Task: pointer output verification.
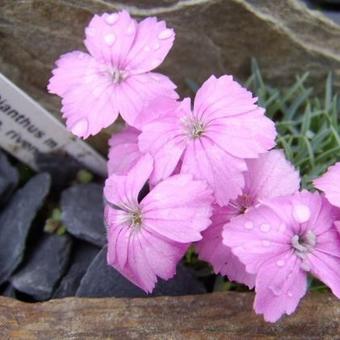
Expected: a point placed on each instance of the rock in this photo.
(83, 254)
(83, 213)
(44, 267)
(102, 280)
(284, 36)
(227, 315)
(8, 290)
(8, 178)
(61, 175)
(15, 222)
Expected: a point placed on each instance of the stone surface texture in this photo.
(101, 280)
(15, 222)
(44, 267)
(213, 37)
(83, 212)
(208, 316)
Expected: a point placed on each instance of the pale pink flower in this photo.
(123, 146)
(146, 239)
(329, 183)
(270, 175)
(283, 240)
(115, 76)
(213, 140)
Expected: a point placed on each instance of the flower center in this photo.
(136, 219)
(303, 244)
(242, 203)
(197, 129)
(117, 76)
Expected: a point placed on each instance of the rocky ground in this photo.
(40, 260)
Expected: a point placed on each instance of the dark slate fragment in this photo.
(47, 263)
(15, 222)
(8, 178)
(83, 212)
(102, 280)
(60, 166)
(83, 254)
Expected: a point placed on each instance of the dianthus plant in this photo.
(201, 173)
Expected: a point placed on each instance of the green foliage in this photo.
(308, 125)
(308, 131)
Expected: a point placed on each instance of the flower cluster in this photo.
(204, 173)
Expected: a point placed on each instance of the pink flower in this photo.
(271, 175)
(123, 152)
(123, 146)
(146, 239)
(115, 77)
(213, 140)
(283, 240)
(329, 183)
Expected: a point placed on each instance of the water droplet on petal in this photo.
(111, 18)
(280, 263)
(301, 213)
(266, 243)
(90, 32)
(156, 46)
(130, 29)
(265, 227)
(80, 127)
(166, 34)
(249, 225)
(109, 39)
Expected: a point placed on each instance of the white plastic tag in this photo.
(27, 128)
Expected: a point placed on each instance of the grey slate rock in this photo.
(15, 222)
(61, 167)
(45, 266)
(83, 212)
(8, 178)
(83, 254)
(102, 280)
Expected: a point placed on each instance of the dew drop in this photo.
(166, 34)
(266, 243)
(280, 263)
(80, 127)
(265, 227)
(90, 32)
(109, 39)
(156, 46)
(130, 29)
(249, 225)
(111, 18)
(301, 213)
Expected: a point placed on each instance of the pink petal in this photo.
(109, 37)
(136, 92)
(205, 160)
(256, 236)
(271, 175)
(86, 93)
(234, 122)
(325, 260)
(124, 152)
(212, 250)
(182, 217)
(329, 184)
(122, 191)
(279, 288)
(151, 45)
(166, 143)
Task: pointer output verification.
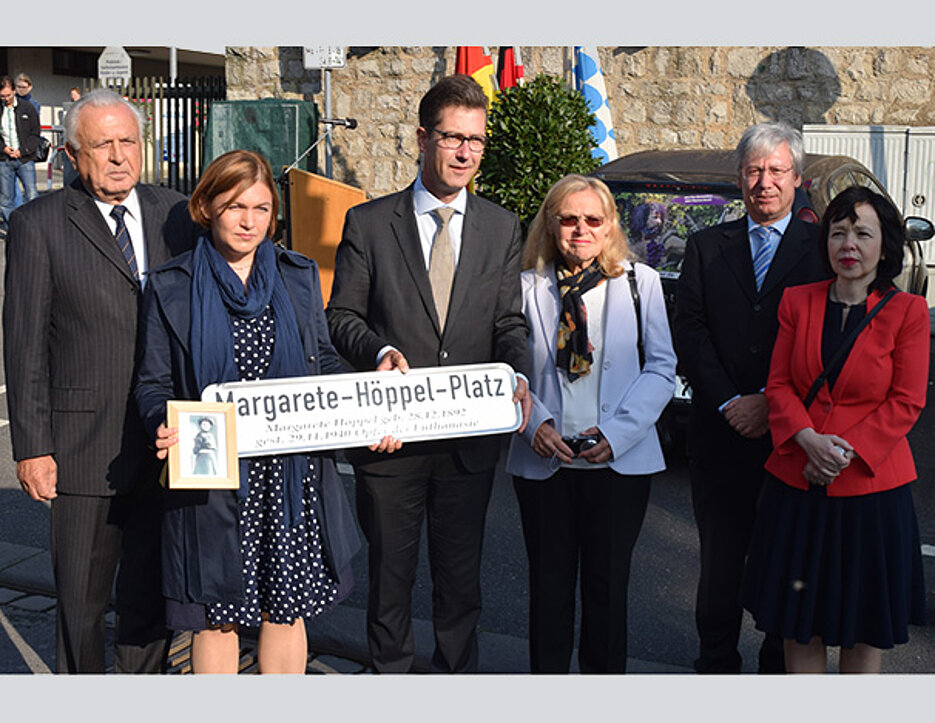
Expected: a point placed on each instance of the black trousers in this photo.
(591, 516)
(724, 499)
(391, 510)
(92, 539)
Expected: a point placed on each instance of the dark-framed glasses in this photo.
(755, 173)
(569, 220)
(453, 141)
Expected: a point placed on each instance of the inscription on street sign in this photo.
(279, 416)
(324, 56)
(114, 64)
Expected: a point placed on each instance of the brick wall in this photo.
(661, 97)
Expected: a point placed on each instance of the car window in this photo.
(658, 223)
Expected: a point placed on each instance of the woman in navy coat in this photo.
(278, 550)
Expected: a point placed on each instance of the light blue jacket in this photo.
(630, 400)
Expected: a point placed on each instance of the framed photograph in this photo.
(206, 454)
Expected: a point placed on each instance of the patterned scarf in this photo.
(574, 349)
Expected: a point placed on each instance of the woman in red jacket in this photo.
(835, 558)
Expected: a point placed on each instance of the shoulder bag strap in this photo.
(635, 295)
(845, 345)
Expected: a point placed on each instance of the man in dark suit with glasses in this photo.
(429, 276)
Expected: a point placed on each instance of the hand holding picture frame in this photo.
(206, 454)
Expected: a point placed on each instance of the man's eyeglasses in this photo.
(453, 141)
(753, 173)
(570, 220)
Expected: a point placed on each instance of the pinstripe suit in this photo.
(70, 321)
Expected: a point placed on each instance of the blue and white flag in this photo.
(589, 79)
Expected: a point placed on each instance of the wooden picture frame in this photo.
(205, 457)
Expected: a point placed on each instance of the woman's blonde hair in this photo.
(236, 170)
(540, 248)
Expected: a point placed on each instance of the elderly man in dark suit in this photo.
(732, 279)
(429, 276)
(75, 263)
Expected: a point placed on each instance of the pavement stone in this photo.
(337, 640)
(36, 603)
(31, 574)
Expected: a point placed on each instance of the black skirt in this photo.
(845, 569)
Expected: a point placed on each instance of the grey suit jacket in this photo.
(381, 295)
(70, 317)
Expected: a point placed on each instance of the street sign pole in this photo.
(325, 57)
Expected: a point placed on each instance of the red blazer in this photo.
(878, 395)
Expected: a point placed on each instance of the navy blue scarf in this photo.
(217, 294)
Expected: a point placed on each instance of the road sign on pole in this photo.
(114, 64)
(324, 56)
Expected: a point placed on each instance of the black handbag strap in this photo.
(635, 295)
(845, 345)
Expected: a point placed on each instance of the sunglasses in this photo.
(569, 221)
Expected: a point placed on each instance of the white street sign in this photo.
(324, 56)
(353, 410)
(114, 64)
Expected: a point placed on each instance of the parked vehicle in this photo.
(665, 196)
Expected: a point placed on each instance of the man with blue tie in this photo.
(732, 279)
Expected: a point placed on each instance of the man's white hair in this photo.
(99, 98)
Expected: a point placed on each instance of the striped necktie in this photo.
(441, 264)
(122, 237)
(764, 253)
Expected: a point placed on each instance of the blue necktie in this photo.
(764, 253)
(122, 237)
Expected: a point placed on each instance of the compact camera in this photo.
(581, 442)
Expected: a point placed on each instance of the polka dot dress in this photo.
(285, 574)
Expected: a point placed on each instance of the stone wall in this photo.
(661, 97)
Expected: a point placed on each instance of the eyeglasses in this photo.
(453, 141)
(753, 173)
(572, 220)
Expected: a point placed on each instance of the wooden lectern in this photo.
(316, 210)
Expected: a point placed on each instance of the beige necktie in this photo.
(442, 264)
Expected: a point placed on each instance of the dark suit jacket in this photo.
(70, 319)
(876, 399)
(381, 295)
(725, 329)
(201, 558)
(27, 129)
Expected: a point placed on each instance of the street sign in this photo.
(114, 64)
(324, 56)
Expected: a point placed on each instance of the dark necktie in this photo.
(122, 237)
(441, 264)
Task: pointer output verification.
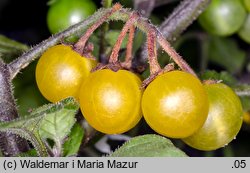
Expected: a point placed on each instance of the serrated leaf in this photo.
(148, 146)
(111, 38)
(57, 124)
(27, 126)
(72, 145)
(226, 53)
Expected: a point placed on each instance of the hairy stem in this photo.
(80, 45)
(152, 53)
(18, 64)
(129, 49)
(117, 46)
(10, 144)
(104, 29)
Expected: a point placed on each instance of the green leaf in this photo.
(148, 146)
(112, 36)
(72, 145)
(9, 48)
(27, 126)
(226, 53)
(57, 124)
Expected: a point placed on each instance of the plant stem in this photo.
(102, 42)
(18, 64)
(80, 45)
(114, 54)
(152, 53)
(10, 144)
(129, 49)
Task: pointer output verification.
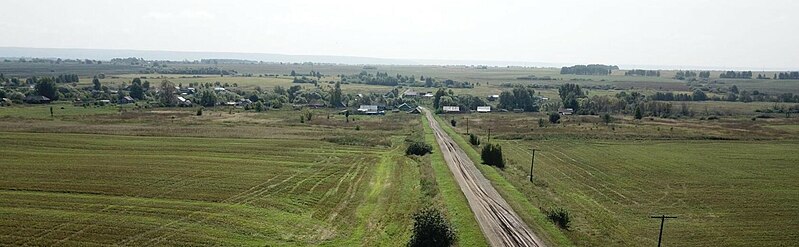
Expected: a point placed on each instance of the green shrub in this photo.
(431, 228)
(418, 148)
(474, 140)
(559, 216)
(492, 155)
(554, 117)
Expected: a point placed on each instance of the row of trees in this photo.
(788, 75)
(687, 74)
(191, 71)
(519, 98)
(591, 69)
(465, 101)
(736, 74)
(641, 72)
(67, 78)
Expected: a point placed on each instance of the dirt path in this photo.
(499, 223)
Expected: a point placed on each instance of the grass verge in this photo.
(536, 219)
(462, 217)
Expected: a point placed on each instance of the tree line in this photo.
(687, 74)
(641, 72)
(736, 74)
(591, 69)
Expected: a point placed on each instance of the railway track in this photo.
(498, 222)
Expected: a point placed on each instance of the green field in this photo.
(148, 175)
(725, 192)
(100, 176)
(96, 189)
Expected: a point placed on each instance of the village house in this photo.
(451, 109)
(37, 99)
(404, 107)
(370, 110)
(126, 100)
(183, 102)
(410, 93)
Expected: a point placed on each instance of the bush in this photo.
(554, 117)
(492, 155)
(559, 216)
(474, 140)
(431, 228)
(419, 148)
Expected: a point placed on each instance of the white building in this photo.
(451, 109)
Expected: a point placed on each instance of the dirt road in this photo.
(499, 223)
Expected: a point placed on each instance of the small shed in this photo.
(127, 100)
(404, 107)
(451, 109)
(37, 99)
(183, 101)
(410, 93)
(370, 110)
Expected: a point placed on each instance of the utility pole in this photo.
(531, 166)
(467, 126)
(662, 221)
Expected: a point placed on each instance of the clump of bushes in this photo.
(431, 228)
(474, 140)
(492, 155)
(560, 217)
(418, 148)
(554, 117)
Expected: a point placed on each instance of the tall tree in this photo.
(569, 93)
(96, 82)
(437, 98)
(167, 92)
(46, 87)
(335, 96)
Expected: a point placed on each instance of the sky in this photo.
(695, 33)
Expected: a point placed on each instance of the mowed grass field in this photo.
(79, 189)
(724, 193)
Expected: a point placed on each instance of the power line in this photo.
(662, 221)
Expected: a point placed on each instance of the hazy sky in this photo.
(732, 33)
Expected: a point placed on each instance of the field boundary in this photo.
(461, 216)
(531, 214)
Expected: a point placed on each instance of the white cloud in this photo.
(738, 33)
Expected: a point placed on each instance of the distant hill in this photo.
(107, 54)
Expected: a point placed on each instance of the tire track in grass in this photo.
(251, 197)
(78, 221)
(578, 164)
(248, 199)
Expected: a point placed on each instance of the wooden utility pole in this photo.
(662, 221)
(531, 166)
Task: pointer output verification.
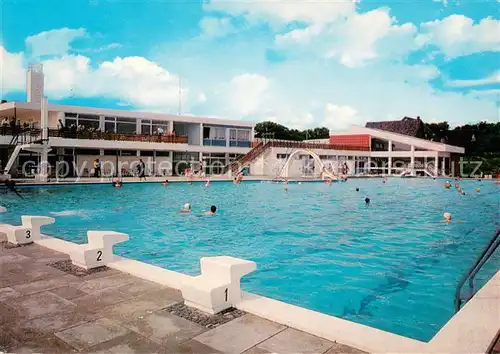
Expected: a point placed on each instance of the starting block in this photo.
(98, 251)
(28, 231)
(218, 286)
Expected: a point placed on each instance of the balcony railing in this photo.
(95, 135)
(222, 142)
(214, 142)
(240, 143)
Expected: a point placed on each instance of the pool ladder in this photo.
(469, 276)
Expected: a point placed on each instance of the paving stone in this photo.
(162, 327)
(92, 333)
(292, 340)
(130, 310)
(52, 346)
(8, 314)
(68, 292)
(68, 267)
(189, 347)
(162, 297)
(129, 344)
(102, 283)
(45, 284)
(43, 326)
(138, 287)
(19, 273)
(5, 293)
(239, 335)
(343, 349)
(99, 300)
(8, 340)
(39, 304)
(37, 252)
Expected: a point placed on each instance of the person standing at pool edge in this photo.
(97, 168)
(212, 211)
(141, 169)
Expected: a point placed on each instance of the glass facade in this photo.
(218, 136)
(79, 119)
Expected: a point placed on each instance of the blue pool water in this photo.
(393, 265)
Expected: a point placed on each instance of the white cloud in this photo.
(212, 27)
(12, 74)
(134, 80)
(246, 93)
(364, 37)
(340, 118)
(354, 41)
(492, 92)
(457, 35)
(285, 11)
(54, 42)
(493, 79)
(299, 35)
(99, 49)
(202, 98)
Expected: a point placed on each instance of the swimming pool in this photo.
(392, 265)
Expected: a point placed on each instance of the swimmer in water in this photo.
(212, 210)
(117, 183)
(186, 209)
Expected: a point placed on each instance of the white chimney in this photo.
(34, 83)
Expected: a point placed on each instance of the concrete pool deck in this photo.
(45, 309)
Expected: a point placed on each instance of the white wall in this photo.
(130, 163)
(194, 132)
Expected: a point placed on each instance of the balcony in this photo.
(214, 142)
(96, 135)
(240, 143)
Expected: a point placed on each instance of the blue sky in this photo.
(300, 63)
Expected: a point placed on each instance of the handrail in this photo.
(481, 260)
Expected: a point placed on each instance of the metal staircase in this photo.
(20, 141)
(460, 297)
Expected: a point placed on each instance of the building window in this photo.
(126, 125)
(145, 129)
(243, 135)
(86, 120)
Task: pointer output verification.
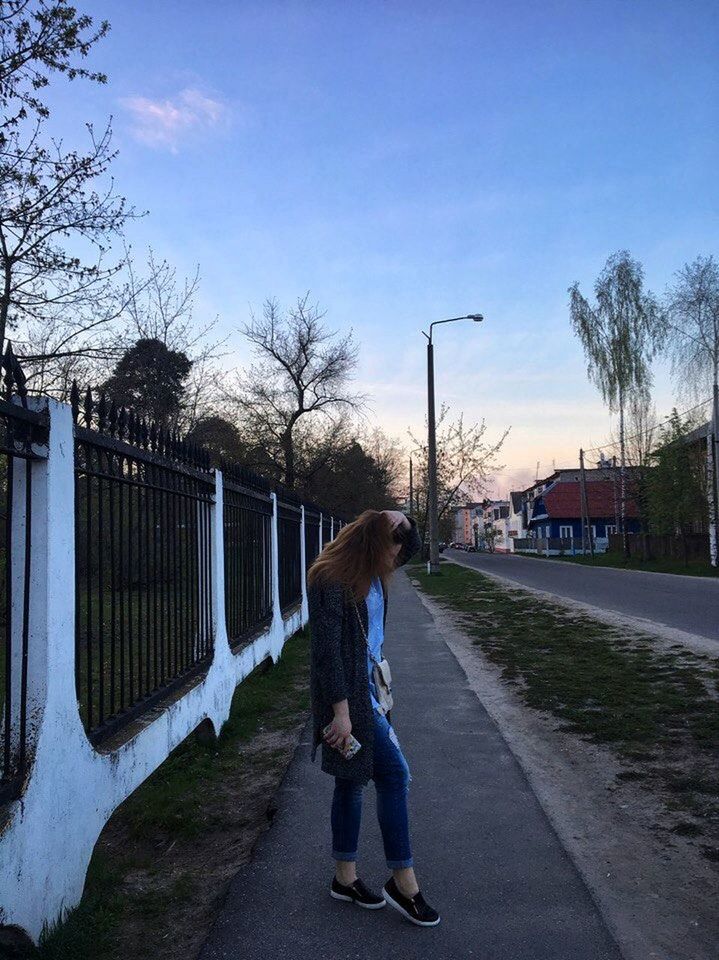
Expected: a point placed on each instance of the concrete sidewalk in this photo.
(485, 854)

☆ ☆ ☆ ☆

● **THE EXERCISE**
Exactly reproduce the lines beginning at the one that contains "Expected: a point placed on each instance of the white wall" and ending at the final line of the material, with the pictures left out.

● **EXERCISE ANSWER**
Expected: a point placed on each instance of the white wall in this photo.
(130, 163)
(194, 132)
Expected: a point placed on each instance of the balcony in this photo.
(214, 142)
(96, 135)
(240, 143)
Expected: a point placed on each instance of the blue sky in this photo.
(300, 63)
Expected: a point placed on each instance of the handrail in this photo.
(481, 260)
Expected: a point placed on each instance of the metal staircase in this photo.
(20, 141)
(460, 297)
Expected: a point placed on each instance of the building window in this photo.
(126, 125)
(145, 129)
(243, 135)
(86, 120)
Task: pointer output verification.
Expected: a point placed on each instance of the concrete sidewalk in this photo.
(485, 854)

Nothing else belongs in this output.